**WHAT NEEDS TO BE DONE**
Convert the part of the data below that opens with the line containing "Thank you for this photo. Would you kindly tag the building" and closes with the line containing "Target: building window with grille" into a Markdown table. Use the columns Row and Entry, give each line its own numbered row, and leave out any blank lines.

**PROVIDED INFORMATION**
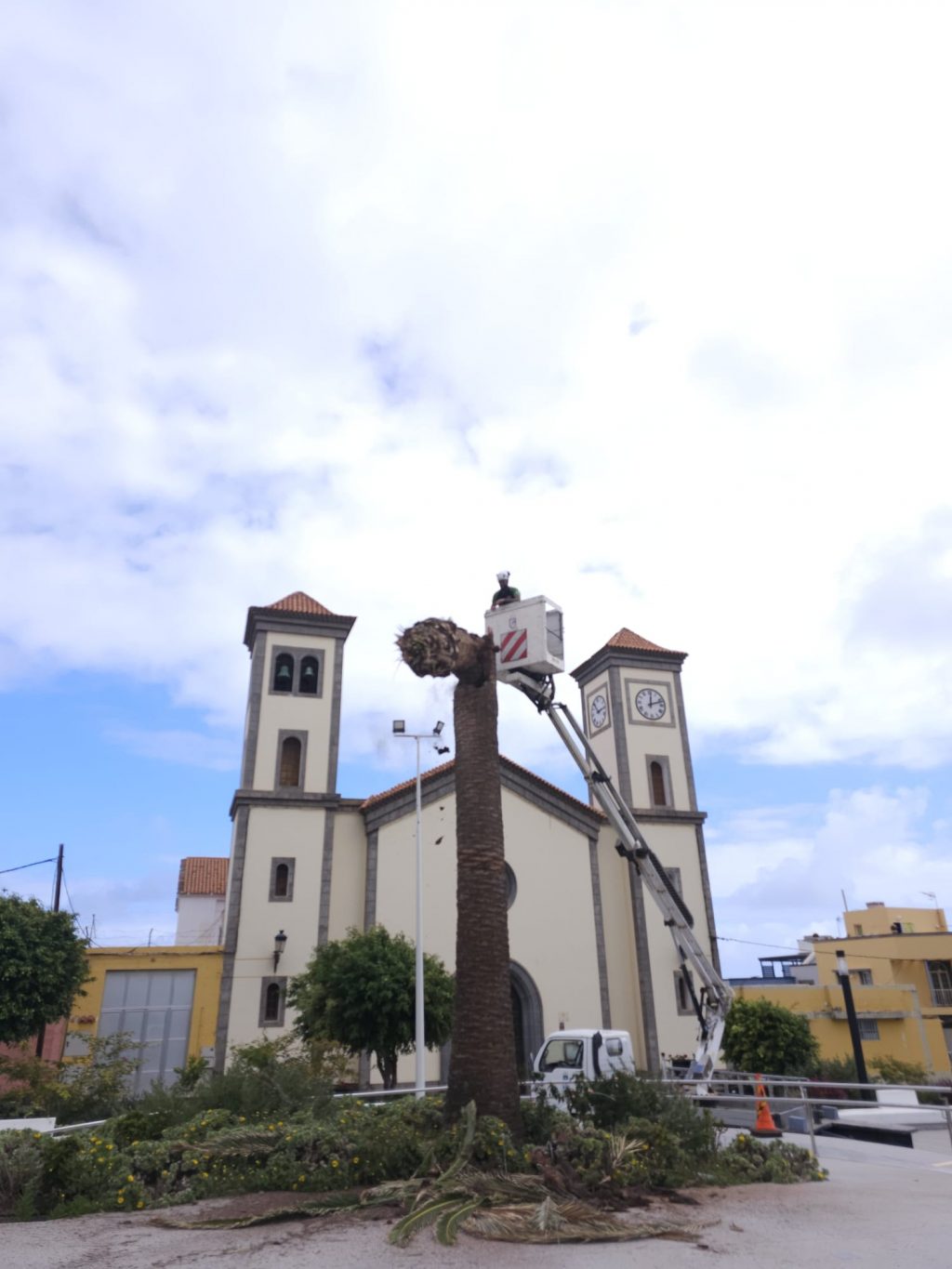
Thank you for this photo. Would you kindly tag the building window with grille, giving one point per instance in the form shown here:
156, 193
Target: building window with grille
* * *
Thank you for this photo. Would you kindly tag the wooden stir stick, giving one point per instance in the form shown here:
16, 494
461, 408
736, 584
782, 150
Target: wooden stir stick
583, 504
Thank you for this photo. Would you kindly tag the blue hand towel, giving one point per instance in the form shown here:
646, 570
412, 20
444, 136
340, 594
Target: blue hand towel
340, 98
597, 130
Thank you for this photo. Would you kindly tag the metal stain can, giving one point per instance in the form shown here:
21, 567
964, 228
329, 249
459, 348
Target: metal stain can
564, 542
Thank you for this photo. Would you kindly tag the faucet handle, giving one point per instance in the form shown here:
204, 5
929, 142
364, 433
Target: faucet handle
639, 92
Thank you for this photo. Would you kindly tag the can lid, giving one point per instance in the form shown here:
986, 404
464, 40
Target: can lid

**RESULT BELOW**
| Row | Entry |
|---|---|
| 1 | Thank you for this photo. Would you kindly tag the building window with grille, giving one point per instance in the form shown here: |
| 2 | 156, 193 |
| 3 | Target: building window with grille |